━━━ DOCUMENT EXTRACT ━━━

Australian experts have backed the shift towards more aggressive first-line treatment of hypertension, amid mounting evidence in favour of using combination therapy from day one.
A large, real-world study showed that patients started on more than one antihypertensive had an 11% lower incidence of cardiovascular events over six years compared with those given initial monotherapy.
Those patients who remained on combination therapy throughout the six years had a 26% reduction in cardiovascular events compared with those who only ever took one agent, the study of almost 11,000 newly treated patients in Italy found.
Professor Garry Jennings, director of the Baker IDI Heart and Diabetes Institute in Melbourne, said the findings were in line with the more aggressive strategy advocated by guidelines in Europe and the US.
While combination therapy was not yet indicated in Australia as a first-line treatment, “it was quite likely to happen”, Professor Jennings said.
“What they’re saying really is if you’re going to need more than one drug anyway, you might as well start with that,” he said.
“The use of combination therapy [in general] is so well established in managing hypertension, I think doctors can have great confidence in using it.”

━━━

## YOUR OBJECTIVE:
Extend the report on combination therapy for hypertension, starting right after its final sentence.

━━━ EXCERPTED RECORDS ━━━

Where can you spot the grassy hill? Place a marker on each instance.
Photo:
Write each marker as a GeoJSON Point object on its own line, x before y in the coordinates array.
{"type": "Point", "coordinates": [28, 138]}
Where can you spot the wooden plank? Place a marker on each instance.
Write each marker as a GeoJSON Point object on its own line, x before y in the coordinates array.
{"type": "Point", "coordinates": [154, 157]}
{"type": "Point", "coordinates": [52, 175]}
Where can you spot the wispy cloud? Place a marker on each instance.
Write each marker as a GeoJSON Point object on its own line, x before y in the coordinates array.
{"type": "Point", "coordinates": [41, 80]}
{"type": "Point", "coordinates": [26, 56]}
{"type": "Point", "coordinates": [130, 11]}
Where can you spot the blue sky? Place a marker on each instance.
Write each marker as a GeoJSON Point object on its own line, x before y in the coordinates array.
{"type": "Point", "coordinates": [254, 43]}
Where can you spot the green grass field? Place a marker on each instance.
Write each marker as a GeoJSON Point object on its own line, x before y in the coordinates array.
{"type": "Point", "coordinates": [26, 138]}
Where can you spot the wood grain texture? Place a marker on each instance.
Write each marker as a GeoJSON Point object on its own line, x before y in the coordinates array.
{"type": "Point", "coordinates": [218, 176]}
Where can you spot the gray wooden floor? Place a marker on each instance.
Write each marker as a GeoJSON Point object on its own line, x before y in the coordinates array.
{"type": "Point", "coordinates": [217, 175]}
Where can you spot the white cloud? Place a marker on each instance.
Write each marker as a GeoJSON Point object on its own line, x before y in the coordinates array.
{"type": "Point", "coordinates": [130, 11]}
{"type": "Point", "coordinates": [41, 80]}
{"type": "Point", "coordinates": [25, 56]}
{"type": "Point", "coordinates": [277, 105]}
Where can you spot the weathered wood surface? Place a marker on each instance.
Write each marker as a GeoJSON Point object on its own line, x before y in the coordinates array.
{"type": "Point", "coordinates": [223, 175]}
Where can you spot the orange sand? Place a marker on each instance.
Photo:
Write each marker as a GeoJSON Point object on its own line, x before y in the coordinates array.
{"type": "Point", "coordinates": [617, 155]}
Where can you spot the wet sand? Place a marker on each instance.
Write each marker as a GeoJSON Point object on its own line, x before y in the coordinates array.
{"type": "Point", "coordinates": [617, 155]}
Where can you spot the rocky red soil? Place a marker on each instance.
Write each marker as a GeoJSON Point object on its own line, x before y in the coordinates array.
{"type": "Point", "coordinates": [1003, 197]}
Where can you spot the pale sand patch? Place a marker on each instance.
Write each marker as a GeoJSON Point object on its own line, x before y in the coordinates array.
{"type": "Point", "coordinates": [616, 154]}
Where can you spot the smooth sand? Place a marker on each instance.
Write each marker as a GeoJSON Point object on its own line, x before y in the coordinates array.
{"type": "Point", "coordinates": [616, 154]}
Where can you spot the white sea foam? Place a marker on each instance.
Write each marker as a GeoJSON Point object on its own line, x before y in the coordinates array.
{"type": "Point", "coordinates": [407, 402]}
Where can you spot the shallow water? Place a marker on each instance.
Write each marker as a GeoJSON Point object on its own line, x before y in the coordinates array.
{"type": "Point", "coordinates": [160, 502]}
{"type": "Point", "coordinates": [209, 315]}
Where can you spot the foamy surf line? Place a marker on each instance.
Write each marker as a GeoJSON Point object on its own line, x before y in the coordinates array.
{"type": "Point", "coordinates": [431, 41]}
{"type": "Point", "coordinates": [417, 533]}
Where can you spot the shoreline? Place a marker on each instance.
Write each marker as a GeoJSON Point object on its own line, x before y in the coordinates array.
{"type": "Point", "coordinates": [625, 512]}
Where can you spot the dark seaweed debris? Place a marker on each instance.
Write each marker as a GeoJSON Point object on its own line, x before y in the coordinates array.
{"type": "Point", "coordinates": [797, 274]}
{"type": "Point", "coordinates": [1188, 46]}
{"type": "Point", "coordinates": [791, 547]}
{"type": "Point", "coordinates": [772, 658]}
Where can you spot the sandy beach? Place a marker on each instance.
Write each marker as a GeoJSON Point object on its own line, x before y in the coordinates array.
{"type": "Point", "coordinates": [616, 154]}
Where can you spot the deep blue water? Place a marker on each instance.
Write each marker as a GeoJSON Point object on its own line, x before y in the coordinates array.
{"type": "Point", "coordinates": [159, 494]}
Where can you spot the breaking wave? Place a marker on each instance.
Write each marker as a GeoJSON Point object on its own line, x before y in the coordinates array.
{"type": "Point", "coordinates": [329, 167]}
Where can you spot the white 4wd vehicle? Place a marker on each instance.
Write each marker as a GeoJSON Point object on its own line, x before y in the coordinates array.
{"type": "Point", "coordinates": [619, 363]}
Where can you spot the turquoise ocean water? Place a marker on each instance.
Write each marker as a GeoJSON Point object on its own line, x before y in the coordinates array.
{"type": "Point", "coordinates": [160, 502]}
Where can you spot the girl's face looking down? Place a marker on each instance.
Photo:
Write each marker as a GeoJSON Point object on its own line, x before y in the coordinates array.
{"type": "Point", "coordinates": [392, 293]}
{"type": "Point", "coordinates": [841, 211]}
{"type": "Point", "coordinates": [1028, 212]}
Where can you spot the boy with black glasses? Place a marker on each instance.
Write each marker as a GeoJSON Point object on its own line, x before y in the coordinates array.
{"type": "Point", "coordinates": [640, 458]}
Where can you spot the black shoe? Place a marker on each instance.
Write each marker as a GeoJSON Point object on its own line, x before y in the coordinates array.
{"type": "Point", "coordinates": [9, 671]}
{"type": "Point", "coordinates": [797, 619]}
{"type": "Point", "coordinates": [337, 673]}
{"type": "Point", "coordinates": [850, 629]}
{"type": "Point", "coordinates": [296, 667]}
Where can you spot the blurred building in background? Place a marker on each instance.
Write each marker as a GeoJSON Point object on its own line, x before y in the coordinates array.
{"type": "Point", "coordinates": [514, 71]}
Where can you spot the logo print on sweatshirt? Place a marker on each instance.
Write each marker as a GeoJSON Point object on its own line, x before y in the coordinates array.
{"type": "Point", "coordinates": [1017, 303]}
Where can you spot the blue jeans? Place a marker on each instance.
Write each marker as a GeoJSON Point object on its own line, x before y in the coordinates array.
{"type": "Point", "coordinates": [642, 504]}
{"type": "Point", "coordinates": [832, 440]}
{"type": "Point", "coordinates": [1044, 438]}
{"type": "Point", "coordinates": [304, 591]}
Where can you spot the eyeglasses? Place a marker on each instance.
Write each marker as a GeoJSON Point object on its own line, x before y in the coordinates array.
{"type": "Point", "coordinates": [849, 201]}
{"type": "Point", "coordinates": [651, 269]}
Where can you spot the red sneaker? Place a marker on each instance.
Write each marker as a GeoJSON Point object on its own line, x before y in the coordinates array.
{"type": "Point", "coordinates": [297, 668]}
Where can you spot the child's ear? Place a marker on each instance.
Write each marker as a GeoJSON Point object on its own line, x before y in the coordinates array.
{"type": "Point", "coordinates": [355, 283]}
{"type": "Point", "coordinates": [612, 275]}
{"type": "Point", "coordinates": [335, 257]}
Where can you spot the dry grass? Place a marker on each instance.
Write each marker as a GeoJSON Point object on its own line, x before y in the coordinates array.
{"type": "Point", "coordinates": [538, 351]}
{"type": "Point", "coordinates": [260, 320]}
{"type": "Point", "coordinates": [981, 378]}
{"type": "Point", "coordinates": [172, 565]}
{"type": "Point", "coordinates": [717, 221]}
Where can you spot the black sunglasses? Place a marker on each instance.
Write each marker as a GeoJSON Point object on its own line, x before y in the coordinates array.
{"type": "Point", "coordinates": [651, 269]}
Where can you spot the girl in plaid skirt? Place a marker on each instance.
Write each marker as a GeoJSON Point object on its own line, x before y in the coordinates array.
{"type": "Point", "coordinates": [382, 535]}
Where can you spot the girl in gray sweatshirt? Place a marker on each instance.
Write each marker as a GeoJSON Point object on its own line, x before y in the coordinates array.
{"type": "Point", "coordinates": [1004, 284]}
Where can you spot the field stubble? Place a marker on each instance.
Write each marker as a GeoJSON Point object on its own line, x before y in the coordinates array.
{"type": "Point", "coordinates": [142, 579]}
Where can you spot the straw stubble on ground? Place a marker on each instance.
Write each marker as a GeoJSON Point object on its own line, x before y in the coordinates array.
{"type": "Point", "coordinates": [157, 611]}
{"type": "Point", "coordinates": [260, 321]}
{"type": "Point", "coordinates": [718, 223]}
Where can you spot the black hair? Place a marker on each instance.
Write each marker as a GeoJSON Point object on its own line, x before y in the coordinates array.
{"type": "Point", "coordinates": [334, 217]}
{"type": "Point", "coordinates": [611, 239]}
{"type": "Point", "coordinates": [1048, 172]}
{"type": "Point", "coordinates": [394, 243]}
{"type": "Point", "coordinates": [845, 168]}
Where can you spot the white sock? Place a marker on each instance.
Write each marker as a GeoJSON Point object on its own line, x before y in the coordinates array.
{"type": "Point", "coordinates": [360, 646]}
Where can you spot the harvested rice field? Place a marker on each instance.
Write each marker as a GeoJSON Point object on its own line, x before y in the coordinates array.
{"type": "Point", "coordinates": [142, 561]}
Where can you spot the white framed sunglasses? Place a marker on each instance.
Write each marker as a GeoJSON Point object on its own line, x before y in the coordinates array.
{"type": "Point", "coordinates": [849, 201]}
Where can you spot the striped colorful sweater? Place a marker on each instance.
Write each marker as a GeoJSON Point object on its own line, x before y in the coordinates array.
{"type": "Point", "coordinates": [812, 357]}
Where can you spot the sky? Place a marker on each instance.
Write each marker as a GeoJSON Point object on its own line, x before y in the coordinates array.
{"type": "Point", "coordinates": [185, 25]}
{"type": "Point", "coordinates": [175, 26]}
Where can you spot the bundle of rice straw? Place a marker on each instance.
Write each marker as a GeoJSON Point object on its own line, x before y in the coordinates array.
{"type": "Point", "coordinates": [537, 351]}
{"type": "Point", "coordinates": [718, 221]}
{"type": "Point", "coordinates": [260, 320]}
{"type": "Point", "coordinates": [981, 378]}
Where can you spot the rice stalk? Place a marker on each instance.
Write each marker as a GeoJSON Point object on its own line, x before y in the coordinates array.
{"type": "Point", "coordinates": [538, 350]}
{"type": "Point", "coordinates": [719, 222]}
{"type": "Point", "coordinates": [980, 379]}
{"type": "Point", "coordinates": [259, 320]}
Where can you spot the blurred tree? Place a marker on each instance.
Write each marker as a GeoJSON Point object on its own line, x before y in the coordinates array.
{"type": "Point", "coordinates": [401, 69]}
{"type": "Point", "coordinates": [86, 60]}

━━━

## RESULT OF THIS EXERCISE:
Professor Annemarie Hennessy, foundation chair of medicine at the University of Western Sydney, said evidence emerging in the past year had increasingly supported a shift towards using first-line combination treatments.
“Hitting multiple pathways at the same time, from the theoretical point of view sounds fantastic, and I think we’re all very interested in that,” she said.
However, she cautioned that starting multiple medications at the same time could increase the risk of side effects.
The Italian study involved 10,700 hypertensive patients matched with almost 33,000 controls.
The researchers looked at the use of all available antihypertensive drugs, but did not separately analyse for class effects.
“In daily life practice, a combination of antihypertensive drugs is associated with a great reduction of CV risk,” the study authors wrote in Hypertension.
“The indication for using a combination of blood pressure drugs should be broadened.”